Data under study Start Marker

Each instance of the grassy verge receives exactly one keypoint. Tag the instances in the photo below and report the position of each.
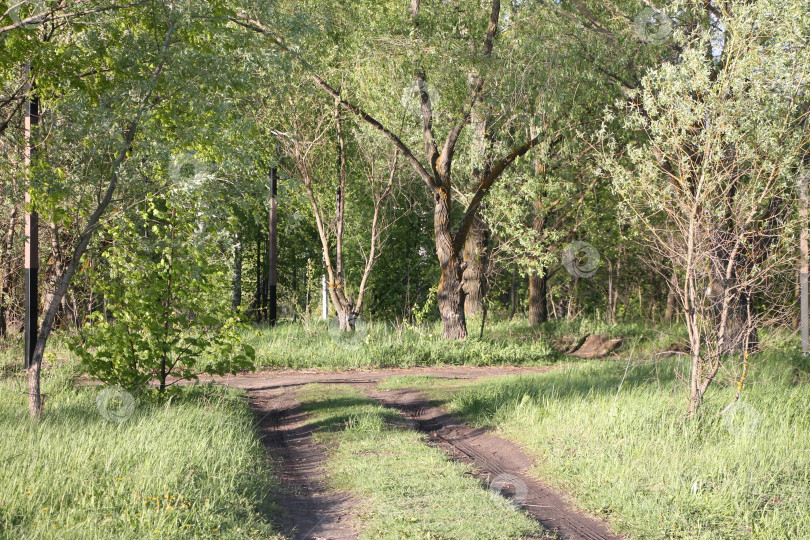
(190, 468)
(381, 345)
(408, 489)
(621, 446)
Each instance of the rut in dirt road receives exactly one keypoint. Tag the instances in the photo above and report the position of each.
(498, 462)
(310, 509)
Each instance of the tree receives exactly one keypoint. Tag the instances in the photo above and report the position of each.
(712, 182)
(166, 311)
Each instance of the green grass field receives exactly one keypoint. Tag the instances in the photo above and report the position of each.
(610, 433)
(620, 445)
(189, 468)
(383, 345)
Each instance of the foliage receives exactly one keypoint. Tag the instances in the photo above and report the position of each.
(171, 470)
(165, 314)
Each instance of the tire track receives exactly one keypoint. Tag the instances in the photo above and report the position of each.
(310, 509)
(498, 462)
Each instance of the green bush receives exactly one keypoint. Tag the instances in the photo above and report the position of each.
(165, 313)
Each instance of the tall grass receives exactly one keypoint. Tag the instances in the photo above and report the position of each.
(617, 439)
(298, 346)
(189, 468)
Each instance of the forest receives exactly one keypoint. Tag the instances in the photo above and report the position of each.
(238, 236)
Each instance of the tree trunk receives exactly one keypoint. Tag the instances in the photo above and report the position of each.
(451, 295)
(237, 275)
(513, 295)
(538, 302)
(475, 258)
(5, 282)
(671, 299)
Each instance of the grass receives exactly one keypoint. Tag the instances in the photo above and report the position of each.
(189, 468)
(382, 345)
(408, 489)
(620, 445)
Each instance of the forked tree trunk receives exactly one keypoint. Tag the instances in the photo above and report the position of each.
(538, 302)
(450, 295)
(474, 276)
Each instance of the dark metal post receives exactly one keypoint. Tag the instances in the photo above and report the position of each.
(31, 233)
(273, 248)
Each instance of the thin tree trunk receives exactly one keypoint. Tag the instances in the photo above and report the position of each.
(475, 258)
(34, 371)
(167, 311)
(538, 301)
(5, 283)
(671, 298)
(513, 295)
(236, 303)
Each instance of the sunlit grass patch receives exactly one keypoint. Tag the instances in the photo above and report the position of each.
(191, 467)
(623, 448)
(407, 489)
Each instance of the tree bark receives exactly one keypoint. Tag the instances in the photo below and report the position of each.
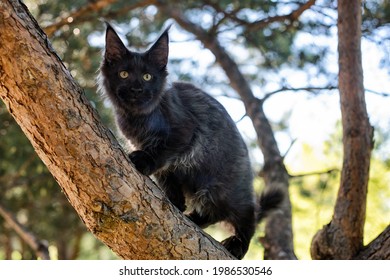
(343, 237)
(378, 249)
(122, 208)
(278, 240)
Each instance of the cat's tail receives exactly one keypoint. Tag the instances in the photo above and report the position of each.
(269, 201)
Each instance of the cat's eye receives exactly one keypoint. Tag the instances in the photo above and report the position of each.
(123, 74)
(147, 77)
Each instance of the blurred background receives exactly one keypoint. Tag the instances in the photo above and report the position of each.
(290, 63)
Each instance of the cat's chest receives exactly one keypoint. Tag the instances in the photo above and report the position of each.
(141, 130)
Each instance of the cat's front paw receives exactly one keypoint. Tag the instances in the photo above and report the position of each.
(143, 162)
(235, 246)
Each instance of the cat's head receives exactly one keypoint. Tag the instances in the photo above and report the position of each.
(134, 81)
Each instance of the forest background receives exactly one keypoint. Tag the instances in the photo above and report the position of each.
(291, 64)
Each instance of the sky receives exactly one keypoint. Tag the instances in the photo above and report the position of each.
(311, 120)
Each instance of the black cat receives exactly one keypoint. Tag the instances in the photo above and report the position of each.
(185, 138)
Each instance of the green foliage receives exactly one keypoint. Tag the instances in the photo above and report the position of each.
(32, 195)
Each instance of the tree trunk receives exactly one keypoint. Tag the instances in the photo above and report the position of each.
(343, 237)
(124, 209)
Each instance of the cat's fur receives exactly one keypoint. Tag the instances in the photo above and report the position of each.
(185, 138)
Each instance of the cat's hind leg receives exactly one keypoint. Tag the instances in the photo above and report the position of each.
(244, 226)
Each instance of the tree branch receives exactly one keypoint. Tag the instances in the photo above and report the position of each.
(288, 88)
(343, 237)
(378, 249)
(40, 247)
(122, 208)
(278, 240)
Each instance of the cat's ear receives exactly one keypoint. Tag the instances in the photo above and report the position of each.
(158, 53)
(115, 49)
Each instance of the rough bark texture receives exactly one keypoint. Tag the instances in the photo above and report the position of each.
(124, 209)
(343, 237)
(278, 241)
(378, 249)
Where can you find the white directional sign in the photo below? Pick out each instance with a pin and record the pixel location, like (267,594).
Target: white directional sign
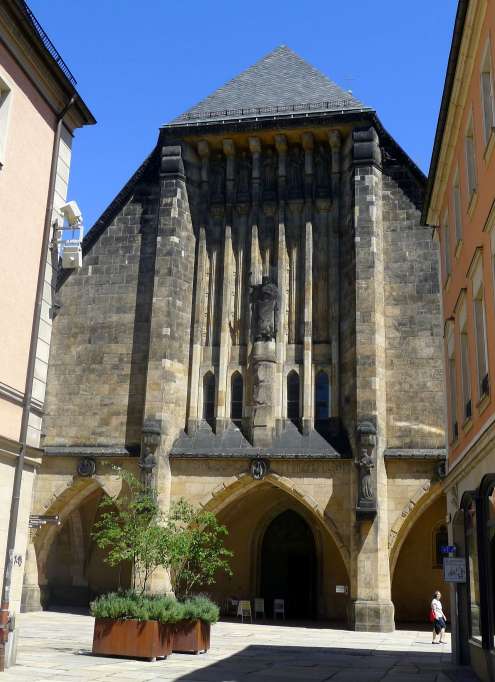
(454,570)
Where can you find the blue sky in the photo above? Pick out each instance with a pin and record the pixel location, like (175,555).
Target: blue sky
(139,64)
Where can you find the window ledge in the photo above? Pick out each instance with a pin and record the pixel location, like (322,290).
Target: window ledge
(483,403)
(473,199)
(489,146)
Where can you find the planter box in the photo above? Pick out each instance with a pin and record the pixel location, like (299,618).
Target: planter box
(191,636)
(133,638)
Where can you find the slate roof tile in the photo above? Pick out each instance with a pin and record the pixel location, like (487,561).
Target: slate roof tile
(279,82)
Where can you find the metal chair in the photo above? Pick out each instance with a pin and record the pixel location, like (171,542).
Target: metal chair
(259,607)
(279,608)
(244,610)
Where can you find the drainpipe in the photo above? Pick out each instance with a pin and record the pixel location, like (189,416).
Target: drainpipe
(5,623)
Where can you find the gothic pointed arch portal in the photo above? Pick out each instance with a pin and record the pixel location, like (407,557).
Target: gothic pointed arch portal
(289,564)
(270,528)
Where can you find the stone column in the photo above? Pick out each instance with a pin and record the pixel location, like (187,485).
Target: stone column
(307,411)
(168,355)
(281,144)
(372,608)
(222,412)
(199,294)
(335,141)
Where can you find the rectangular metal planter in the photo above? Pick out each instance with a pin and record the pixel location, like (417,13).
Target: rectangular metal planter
(133,638)
(191,637)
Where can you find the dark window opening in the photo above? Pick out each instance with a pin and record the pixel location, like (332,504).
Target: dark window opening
(209,398)
(236,391)
(293,397)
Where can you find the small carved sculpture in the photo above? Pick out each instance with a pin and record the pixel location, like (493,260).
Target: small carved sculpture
(269,171)
(295,171)
(147,465)
(244,174)
(265,308)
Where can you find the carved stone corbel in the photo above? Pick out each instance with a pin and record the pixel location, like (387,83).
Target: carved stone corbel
(366,463)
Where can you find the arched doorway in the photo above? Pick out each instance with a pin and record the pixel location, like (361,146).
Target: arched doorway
(75,568)
(288,565)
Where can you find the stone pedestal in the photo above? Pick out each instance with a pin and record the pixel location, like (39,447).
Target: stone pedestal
(263,369)
(372,616)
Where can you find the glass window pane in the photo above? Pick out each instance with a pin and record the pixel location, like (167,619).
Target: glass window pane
(474,582)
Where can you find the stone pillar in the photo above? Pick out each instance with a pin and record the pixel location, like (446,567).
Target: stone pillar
(335,141)
(168,355)
(222,416)
(307,411)
(372,608)
(281,144)
(31,599)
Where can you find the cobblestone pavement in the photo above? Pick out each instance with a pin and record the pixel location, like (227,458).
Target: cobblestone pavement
(56,647)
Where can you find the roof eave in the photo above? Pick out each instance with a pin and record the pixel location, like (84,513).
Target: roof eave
(460,18)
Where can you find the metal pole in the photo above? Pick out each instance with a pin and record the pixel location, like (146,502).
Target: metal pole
(28,393)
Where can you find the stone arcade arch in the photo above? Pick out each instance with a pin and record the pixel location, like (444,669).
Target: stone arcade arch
(65,566)
(415,573)
(248,508)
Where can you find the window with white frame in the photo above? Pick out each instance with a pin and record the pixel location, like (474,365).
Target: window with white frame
(5,104)
(470,158)
(487,93)
(456,197)
(447,253)
(452,379)
(465,364)
(480,328)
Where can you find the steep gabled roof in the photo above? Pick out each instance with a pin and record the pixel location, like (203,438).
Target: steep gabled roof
(279,83)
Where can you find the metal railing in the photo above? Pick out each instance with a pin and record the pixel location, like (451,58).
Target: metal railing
(342,103)
(48,44)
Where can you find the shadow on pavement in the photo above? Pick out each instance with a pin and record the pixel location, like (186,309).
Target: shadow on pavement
(259,663)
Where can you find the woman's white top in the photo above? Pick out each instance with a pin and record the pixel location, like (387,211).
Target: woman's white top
(436,605)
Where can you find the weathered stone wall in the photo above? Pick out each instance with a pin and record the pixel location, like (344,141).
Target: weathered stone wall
(414,361)
(97,369)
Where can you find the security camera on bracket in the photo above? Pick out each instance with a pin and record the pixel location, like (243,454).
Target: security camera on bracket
(70,249)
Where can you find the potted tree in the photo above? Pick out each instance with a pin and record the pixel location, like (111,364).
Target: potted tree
(188,543)
(197,554)
(129,529)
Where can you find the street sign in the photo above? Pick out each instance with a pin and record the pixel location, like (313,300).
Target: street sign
(454,570)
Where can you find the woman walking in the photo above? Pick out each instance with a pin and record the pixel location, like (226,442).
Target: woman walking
(439,619)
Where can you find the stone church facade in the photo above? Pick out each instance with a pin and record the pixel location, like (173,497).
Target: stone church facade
(256,328)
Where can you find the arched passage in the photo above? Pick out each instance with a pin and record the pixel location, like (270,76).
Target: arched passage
(74,569)
(418,568)
(288,565)
(248,514)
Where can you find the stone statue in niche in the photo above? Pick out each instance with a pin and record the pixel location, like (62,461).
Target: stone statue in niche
(217,178)
(265,308)
(321,172)
(243,175)
(269,171)
(366,436)
(294,171)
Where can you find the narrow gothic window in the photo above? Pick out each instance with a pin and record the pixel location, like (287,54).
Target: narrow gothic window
(441,540)
(322,396)
(293,396)
(236,386)
(209,398)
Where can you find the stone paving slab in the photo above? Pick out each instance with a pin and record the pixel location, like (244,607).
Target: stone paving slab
(56,647)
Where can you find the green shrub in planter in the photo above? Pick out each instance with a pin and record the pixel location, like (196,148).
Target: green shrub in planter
(133,606)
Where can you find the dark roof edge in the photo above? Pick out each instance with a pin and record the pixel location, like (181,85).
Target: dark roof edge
(120,199)
(457,34)
(53,58)
(111,210)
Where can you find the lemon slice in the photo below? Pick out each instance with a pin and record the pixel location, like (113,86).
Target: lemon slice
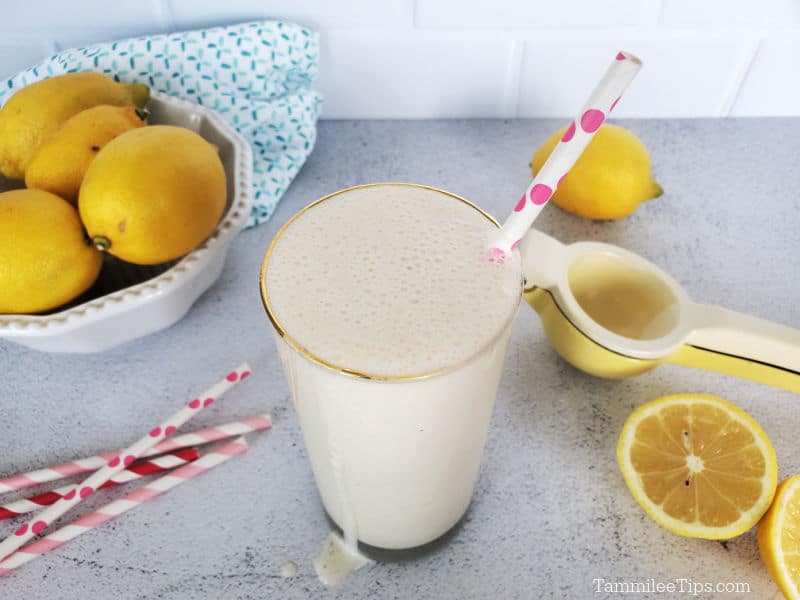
(779,538)
(698,465)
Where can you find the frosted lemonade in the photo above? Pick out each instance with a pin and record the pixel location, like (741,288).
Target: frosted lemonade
(392,327)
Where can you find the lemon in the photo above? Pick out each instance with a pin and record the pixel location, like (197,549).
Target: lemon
(61,161)
(45,260)
(779,538)
(609,180)
(699,466)
(37,111)
(153,194)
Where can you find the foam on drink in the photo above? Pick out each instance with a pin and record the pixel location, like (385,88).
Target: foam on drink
(391,280)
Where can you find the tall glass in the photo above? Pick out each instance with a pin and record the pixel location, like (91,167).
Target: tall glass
(395,458)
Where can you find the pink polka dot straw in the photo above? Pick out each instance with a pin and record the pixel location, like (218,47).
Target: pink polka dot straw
(604,98)
(119,462)
(116,508)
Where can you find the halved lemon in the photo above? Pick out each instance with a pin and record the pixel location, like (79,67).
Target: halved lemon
(698,465)
(779,538)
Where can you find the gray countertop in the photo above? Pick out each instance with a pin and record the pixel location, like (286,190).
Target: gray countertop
(551,512)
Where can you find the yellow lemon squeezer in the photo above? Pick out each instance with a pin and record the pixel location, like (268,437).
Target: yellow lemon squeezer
(613,314)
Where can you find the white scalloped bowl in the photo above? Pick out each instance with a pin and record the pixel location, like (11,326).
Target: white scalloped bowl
(129,301)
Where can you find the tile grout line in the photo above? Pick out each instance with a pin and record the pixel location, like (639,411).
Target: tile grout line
(513,80)
(733,96)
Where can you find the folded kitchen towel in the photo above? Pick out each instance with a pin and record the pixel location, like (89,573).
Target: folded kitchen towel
(257,75)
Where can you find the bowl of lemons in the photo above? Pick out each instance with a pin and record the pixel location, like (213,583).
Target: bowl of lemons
(117,208)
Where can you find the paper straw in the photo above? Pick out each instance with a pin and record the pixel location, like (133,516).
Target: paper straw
(135,471)
(116,508)
(92,463)
(579,133)
(119,462)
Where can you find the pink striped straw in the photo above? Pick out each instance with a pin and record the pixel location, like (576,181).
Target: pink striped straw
(92,463)
(116,508)
(119,462)
(135,471)
(580,132)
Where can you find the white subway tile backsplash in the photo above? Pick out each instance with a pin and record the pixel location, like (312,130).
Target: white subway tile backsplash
(312,13)
(683,75)
(530,14)
(385,74)
(18,53)
(26,16)
(715,14)
(772,85)
(480,58)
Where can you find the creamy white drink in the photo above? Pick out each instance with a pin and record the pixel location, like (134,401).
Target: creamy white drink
(392,326)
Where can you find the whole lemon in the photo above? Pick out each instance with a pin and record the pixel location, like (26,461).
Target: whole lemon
(62,160)
(45,259)
(37,111)
(153,194)
(609,180)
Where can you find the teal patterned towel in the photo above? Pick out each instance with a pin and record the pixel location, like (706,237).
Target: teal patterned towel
(257,75)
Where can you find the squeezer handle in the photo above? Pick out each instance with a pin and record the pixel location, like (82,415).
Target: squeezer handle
(728,342)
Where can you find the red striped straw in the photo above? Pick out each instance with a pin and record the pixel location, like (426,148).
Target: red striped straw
(580,132)
(116,508)
(119,462)
(135,471)
(92,463)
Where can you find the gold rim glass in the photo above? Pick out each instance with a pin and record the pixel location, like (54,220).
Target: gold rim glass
(295,345)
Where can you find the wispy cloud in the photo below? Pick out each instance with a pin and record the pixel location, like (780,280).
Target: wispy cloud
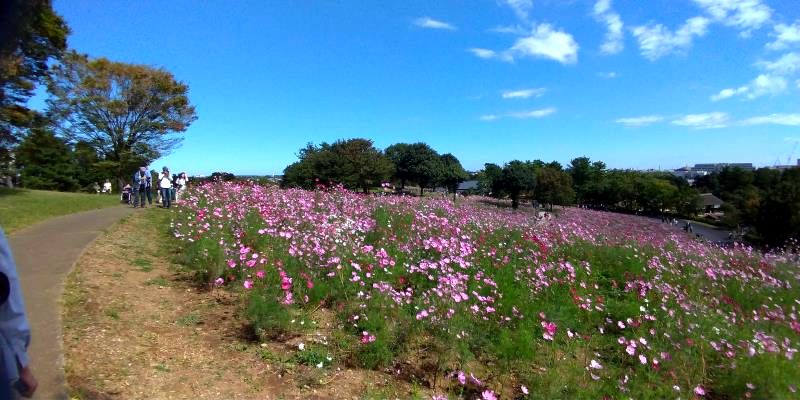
(635,122)
(546,42)
(612,44)
(786,64)
(773,82)
(521,8)
(535,114)
(482,53)
(430,23)
(656,41)
(774,119)
(523,93)
(746,15)
(712,120)
(785,36)
(764,84)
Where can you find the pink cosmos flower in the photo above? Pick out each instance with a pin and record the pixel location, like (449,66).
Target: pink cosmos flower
(699,390)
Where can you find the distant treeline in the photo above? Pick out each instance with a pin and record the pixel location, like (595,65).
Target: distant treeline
(765,201)
(358,165)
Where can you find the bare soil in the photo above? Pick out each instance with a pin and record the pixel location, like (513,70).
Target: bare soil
(135,328)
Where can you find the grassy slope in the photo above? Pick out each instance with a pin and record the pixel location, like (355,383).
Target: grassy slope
(20,208)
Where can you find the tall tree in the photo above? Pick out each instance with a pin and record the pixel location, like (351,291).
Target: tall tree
(416,162)
(46,162)
(354,163)
(452,173)
(518,178)
(131,114)
(31,35)
(553,186)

Data under study End Marker

## Action item
Using the entries above, give again exactly the lines from the line holding "Where can you find the stone arcade" through the line holding "Where can you find the street". Include both end lines and nothing else.

## Task solution
Where can you find the stone arcade arch in the photo above? Pick out each instance with a pin and record the pixel location, like (444,669).
Target: stone arcade arch
(65,566)
(415,573)
(248,508)
Where can you find the window with white frame in the photo above? Pick out each instance with a pin and record the pixel location, like (474,365).
Target: window with white frame
(5,104)
(470,158)
(487,93)
(456,197)
(447,253)
(452,379)
(465,364)
(480,328)
Where can you find the steep gabled roof in the photo above? Pick out each instance with a pin and record the pixel location, like (203,438).
Target: steep gabled roof
(279,83)
Where can you find the metal railing in the photo above? Pick out each instance with a pin and record the pixel location, like (451,58).
Target: metal railing
(342,103)
(48,44)
Where can you find the shadow on pavement in the photo above? Pick out each instance with a pin and record the pixel location, like (186,309).
Target: shadow on pavement
(259,663)
Where can you find the woman's white top in the photo above? Pick out each instance with a pin and record the pixel location, like (387,211).
Target: woman's white top
(436,605)
Where can you find the weathered stone wall in the photo above? Pick out each instance with a pin and record the pixel location, like (344,141).
Target: weathered stone wall
(414,361)
(97,369)
Where can you find the security camera on bracket in the photo above? Pick out each instance with a pin and record the pixel location, like (243,454).
Target: security camera on bracket
(70,249)
Where can you find the potted tree in the photo above? Pick out each instance with a pin and record the pixel location, like (111,364).
Target: potted tree
(188,543)
(197,554)
(129,529)
Where can you find the street sign in the photo above? Pick out each instance with a pin and record the pixel location, like (313,300).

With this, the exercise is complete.